Exercise:
In the records below, copy out word for word only the lines that start at the one containing "locate every modern" and end with the one containing "0,145,360,340". Include both of those lines.

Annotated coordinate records

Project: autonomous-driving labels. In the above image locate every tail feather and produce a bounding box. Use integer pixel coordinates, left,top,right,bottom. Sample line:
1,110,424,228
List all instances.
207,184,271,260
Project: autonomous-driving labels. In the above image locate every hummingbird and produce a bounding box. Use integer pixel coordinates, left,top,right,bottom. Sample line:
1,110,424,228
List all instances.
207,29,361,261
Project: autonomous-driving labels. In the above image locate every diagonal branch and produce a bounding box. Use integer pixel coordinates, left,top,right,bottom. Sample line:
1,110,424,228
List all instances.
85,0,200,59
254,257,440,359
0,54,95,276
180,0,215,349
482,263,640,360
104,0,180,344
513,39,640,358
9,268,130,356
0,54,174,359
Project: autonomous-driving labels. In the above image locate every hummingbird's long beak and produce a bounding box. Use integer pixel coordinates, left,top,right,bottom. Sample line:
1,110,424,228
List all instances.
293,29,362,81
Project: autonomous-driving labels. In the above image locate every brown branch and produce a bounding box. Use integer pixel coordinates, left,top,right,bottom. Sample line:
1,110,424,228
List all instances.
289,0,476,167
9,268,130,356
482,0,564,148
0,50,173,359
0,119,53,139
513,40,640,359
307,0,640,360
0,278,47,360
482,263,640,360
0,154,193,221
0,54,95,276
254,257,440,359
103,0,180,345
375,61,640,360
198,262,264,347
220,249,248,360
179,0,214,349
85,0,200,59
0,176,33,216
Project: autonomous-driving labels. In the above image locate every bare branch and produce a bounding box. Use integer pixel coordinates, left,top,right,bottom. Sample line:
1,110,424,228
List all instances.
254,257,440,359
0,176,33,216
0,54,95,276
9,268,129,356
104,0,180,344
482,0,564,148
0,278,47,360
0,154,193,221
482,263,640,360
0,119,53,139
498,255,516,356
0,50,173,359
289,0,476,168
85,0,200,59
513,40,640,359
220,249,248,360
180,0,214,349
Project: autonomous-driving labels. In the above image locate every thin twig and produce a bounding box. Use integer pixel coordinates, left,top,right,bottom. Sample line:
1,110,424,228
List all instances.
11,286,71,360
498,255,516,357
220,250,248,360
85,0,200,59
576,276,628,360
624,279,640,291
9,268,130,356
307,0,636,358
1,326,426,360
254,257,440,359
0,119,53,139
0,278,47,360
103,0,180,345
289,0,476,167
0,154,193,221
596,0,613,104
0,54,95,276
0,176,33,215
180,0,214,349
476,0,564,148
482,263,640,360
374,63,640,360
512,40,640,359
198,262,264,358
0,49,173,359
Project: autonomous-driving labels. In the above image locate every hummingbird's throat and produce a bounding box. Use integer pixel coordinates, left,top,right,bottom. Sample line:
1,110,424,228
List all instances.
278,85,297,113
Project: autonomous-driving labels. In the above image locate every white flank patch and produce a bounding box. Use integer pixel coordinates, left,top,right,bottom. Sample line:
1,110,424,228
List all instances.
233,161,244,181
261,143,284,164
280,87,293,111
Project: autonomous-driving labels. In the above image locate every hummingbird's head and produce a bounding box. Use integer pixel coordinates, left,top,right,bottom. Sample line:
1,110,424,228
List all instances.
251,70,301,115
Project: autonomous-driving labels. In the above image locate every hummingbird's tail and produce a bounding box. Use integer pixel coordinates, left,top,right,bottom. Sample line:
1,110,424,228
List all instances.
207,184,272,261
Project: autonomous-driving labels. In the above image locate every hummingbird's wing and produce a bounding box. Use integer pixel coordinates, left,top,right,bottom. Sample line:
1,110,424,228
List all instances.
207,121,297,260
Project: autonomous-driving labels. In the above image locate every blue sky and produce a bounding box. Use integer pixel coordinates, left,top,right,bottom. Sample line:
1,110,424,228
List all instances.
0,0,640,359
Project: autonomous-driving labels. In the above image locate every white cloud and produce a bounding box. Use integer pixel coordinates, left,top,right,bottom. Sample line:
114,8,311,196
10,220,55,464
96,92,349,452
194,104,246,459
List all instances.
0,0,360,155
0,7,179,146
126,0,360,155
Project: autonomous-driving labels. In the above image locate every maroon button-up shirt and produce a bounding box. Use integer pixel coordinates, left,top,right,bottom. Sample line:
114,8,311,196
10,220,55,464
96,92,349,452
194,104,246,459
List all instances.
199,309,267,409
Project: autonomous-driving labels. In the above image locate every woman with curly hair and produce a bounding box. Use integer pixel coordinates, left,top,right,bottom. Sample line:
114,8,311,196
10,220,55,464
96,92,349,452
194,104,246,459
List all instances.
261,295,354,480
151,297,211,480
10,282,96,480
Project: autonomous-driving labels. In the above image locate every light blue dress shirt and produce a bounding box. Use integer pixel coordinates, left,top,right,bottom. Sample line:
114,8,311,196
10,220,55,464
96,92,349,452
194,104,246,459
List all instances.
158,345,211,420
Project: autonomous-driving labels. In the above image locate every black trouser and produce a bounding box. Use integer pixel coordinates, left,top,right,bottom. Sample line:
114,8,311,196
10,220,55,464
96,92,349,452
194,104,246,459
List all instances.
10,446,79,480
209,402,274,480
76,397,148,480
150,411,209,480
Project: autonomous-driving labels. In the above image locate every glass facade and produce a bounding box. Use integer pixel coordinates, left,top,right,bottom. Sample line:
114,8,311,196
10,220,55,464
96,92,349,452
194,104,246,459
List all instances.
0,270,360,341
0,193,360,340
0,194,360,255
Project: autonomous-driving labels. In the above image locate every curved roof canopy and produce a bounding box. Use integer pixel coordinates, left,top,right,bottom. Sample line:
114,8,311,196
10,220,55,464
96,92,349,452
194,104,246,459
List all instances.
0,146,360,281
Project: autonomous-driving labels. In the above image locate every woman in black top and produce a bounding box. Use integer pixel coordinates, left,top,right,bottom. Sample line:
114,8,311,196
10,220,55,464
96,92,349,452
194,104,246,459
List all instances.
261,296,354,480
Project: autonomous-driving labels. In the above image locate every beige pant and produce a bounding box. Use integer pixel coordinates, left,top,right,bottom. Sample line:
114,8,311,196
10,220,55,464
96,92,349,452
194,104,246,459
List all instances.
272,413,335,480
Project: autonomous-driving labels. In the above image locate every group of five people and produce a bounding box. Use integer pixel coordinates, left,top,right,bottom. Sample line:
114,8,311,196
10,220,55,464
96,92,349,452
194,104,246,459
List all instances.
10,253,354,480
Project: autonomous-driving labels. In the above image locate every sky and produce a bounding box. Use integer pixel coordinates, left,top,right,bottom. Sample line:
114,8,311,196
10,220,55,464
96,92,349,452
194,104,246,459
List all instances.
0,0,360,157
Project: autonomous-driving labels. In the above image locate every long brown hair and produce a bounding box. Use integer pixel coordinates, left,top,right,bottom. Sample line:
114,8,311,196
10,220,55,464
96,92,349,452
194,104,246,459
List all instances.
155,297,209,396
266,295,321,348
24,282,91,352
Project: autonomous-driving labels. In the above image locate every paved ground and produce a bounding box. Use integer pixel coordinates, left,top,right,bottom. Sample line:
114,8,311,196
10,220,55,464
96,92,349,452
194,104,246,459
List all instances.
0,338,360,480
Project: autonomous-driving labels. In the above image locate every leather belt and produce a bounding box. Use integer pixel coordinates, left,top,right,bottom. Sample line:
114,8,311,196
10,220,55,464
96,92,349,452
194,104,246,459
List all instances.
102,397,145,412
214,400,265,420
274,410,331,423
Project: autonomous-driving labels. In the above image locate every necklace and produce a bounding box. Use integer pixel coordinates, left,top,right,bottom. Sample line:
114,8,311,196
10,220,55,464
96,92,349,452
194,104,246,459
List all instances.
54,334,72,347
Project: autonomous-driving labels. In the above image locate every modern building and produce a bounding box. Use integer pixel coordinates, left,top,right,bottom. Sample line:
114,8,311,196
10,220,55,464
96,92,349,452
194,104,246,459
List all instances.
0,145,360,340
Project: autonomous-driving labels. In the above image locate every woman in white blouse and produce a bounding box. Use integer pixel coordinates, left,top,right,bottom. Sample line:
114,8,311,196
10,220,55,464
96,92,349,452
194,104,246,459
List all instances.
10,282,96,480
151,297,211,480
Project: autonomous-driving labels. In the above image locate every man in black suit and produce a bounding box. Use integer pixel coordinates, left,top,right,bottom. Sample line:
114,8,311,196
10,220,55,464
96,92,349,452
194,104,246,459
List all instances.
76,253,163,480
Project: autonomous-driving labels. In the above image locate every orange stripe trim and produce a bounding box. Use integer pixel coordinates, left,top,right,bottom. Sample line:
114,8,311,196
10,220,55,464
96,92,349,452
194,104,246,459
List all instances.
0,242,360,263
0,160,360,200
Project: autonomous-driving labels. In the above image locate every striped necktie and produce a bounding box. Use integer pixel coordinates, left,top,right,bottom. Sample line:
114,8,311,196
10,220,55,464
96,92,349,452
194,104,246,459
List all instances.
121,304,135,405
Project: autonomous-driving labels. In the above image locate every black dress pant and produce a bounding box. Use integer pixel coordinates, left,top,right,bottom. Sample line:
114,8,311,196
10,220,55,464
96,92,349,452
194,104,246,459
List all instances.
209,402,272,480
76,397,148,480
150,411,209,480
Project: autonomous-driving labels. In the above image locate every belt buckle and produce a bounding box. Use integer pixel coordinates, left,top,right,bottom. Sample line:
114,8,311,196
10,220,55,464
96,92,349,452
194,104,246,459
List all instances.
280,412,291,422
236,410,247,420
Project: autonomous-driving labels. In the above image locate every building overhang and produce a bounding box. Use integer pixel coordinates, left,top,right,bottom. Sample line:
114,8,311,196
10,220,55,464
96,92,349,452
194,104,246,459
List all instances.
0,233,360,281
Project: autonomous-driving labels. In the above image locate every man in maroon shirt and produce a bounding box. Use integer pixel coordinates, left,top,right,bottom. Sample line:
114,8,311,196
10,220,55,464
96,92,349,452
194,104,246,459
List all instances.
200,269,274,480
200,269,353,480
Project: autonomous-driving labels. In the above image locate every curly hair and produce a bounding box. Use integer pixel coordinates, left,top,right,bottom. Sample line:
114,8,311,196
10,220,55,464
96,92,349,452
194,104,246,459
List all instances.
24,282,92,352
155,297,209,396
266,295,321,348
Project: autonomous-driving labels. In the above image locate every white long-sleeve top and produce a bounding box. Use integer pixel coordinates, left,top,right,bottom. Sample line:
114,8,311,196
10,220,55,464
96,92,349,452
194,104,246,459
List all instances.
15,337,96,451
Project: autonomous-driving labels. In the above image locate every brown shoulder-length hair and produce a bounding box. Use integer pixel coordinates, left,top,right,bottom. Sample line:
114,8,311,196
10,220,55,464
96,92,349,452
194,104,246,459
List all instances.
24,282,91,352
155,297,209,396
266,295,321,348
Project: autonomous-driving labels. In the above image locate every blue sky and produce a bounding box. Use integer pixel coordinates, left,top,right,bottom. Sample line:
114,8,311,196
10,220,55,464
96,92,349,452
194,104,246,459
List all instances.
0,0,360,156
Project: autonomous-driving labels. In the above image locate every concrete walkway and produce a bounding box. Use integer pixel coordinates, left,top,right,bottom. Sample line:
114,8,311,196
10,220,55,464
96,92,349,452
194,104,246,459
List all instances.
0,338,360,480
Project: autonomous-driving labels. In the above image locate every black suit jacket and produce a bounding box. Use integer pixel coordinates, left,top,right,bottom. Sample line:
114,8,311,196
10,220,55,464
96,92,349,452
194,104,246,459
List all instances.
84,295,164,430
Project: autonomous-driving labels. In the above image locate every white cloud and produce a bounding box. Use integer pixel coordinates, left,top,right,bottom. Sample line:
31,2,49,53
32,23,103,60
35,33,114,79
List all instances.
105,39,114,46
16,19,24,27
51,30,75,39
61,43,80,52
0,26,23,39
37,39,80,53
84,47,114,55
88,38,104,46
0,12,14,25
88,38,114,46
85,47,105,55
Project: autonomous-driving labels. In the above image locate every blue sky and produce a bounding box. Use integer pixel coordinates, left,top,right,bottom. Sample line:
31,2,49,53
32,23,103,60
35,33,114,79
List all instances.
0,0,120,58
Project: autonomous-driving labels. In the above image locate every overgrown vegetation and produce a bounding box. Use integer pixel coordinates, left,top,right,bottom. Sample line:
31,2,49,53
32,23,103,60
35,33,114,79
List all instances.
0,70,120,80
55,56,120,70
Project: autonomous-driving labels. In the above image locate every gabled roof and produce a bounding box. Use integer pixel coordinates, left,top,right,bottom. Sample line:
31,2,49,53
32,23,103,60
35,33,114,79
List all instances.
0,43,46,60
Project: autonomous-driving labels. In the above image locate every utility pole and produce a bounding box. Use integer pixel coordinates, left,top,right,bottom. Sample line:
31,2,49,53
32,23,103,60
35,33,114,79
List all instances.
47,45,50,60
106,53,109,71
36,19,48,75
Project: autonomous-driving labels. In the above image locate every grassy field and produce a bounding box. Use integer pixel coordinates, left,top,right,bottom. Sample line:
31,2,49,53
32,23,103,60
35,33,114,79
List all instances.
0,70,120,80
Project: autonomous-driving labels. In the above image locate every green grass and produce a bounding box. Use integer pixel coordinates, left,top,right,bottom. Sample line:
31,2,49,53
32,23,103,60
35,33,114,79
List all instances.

Written response:
Project: autonomous-driving labels. In the above image locate every modern building and produce a bounding box. Use integer pixel coordinates, left,top,right,bottom. Sample line:
114,8,311,196
10,220,55,464
96,92,349,452
194,104,246,459
List all instances.
0,145,360,340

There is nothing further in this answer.